- Opening Delimiter -
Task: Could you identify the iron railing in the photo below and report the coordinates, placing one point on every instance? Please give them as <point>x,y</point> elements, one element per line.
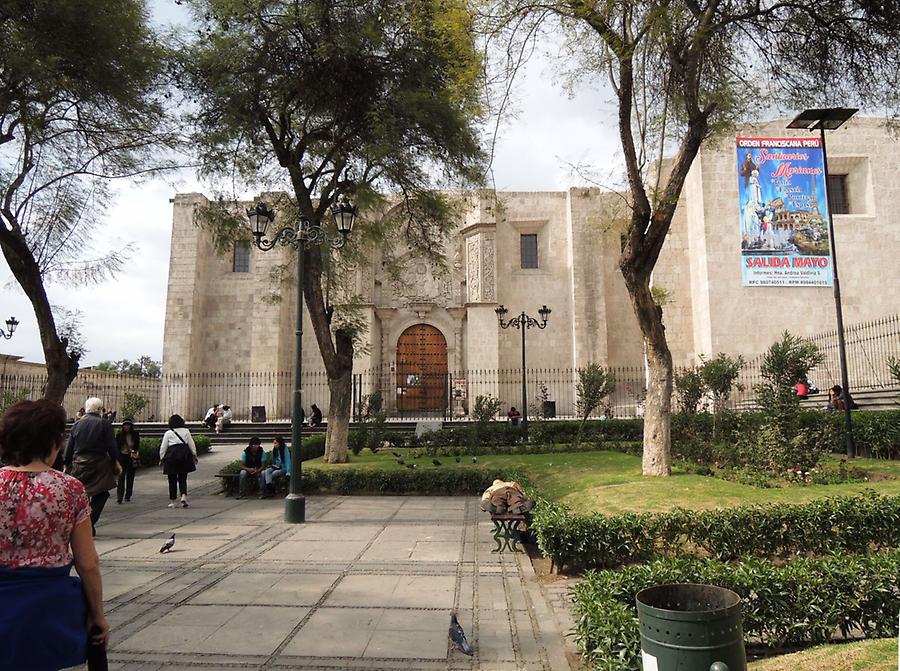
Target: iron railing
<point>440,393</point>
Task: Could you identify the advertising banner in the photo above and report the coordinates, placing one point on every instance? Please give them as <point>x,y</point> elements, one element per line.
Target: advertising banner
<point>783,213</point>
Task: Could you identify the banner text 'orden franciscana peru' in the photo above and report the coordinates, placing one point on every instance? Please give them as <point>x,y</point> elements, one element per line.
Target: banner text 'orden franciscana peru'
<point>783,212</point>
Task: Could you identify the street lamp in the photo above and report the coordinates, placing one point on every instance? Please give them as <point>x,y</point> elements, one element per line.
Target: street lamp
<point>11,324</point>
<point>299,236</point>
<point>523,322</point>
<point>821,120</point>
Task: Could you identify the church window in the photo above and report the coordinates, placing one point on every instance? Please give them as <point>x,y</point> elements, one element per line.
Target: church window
- Closing Delimiter -
- Opening Delimiter -
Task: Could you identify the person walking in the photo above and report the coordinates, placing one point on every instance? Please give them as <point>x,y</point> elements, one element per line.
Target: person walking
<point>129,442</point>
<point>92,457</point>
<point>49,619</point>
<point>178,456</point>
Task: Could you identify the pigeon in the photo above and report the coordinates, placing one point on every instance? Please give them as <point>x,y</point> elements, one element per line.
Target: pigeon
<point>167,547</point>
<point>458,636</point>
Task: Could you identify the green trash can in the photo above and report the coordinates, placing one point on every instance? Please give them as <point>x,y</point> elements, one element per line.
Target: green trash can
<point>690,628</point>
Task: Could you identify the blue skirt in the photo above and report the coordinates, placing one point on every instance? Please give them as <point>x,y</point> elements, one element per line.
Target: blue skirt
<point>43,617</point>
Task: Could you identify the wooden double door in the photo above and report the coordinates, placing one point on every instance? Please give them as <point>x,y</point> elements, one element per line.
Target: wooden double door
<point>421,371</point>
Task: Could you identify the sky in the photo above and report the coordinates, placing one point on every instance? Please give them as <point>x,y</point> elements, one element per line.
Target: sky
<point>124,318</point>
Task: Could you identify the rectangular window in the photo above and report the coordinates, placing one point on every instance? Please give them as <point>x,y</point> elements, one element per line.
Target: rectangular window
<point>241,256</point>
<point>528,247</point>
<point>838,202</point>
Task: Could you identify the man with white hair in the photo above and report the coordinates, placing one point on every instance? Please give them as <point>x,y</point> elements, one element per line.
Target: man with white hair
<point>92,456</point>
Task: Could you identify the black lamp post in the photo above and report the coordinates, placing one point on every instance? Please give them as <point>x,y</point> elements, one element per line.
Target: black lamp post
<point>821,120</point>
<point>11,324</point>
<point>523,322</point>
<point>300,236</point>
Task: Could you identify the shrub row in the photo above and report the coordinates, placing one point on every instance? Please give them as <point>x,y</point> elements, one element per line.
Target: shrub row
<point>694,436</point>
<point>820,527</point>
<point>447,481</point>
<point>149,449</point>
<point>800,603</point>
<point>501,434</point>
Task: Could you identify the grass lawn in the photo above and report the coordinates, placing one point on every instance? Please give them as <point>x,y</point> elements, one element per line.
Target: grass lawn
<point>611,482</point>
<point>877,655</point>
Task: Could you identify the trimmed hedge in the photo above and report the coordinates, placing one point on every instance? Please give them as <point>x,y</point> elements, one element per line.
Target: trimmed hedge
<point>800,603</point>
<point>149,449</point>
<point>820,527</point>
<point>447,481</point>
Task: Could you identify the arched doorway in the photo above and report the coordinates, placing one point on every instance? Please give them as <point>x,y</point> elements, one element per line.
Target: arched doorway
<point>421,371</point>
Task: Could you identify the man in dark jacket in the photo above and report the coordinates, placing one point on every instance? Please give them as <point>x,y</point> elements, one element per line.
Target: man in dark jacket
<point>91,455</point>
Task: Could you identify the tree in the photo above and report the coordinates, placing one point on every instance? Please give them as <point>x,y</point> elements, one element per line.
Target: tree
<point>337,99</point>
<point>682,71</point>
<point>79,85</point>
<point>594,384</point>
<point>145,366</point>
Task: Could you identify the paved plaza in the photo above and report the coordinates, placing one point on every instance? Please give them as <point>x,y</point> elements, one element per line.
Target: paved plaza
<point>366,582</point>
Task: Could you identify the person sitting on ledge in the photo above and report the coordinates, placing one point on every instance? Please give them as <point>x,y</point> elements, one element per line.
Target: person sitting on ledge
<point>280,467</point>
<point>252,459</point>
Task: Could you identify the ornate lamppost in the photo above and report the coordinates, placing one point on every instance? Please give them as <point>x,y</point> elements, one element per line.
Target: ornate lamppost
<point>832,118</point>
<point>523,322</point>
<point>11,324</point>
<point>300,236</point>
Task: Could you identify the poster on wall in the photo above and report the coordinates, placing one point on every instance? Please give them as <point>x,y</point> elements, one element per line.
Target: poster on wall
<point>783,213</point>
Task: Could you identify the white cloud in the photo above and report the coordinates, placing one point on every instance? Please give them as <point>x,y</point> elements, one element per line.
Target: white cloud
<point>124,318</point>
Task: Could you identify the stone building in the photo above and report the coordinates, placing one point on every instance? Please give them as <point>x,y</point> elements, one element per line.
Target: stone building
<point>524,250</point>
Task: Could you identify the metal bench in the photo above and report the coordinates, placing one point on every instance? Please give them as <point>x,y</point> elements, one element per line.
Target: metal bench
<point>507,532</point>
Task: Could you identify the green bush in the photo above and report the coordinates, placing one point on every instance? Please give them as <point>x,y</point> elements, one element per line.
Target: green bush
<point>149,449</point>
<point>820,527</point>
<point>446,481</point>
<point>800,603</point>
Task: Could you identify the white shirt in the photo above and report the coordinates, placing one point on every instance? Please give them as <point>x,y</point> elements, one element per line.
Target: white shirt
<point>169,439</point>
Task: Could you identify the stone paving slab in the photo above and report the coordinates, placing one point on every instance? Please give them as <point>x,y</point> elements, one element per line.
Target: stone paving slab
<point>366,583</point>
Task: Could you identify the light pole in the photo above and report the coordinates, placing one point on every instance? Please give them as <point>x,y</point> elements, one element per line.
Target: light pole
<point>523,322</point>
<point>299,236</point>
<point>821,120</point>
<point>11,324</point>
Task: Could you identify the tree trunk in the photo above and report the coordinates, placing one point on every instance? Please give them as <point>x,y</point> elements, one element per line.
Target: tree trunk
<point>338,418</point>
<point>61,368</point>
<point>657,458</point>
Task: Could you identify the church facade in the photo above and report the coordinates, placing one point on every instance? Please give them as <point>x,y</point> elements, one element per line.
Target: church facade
- Closing Delimiter -
- _Work task_: Output exactly the stretch of the listing that begins at the line containing "Task: Could you identify the iron" and ends at the line containing "Task: Could you identify the banner", both kept. Omit pictures and everything else.

- _Answer section_:
Task: Could you identify the iron railing in the photo below and report the coordinates, placing one point on every instance? Please give them as <point>x,y</point> elements, one element per line.
Target: iron railing
<point>440,393</point>
Task: Could you identify the advertising banner in the photo above and report the coordinates, placing one point on every instance? Please give them as <point>x,y</point> elements, one element per line.
Target: advertising banner
<point>783,213</point>
Task: Could you identify the banner text 'orden franciscana peru' in the photo above and report the coordinates, placing one point on every instance? Please give them as <point>x,y</point> elements, one element per line.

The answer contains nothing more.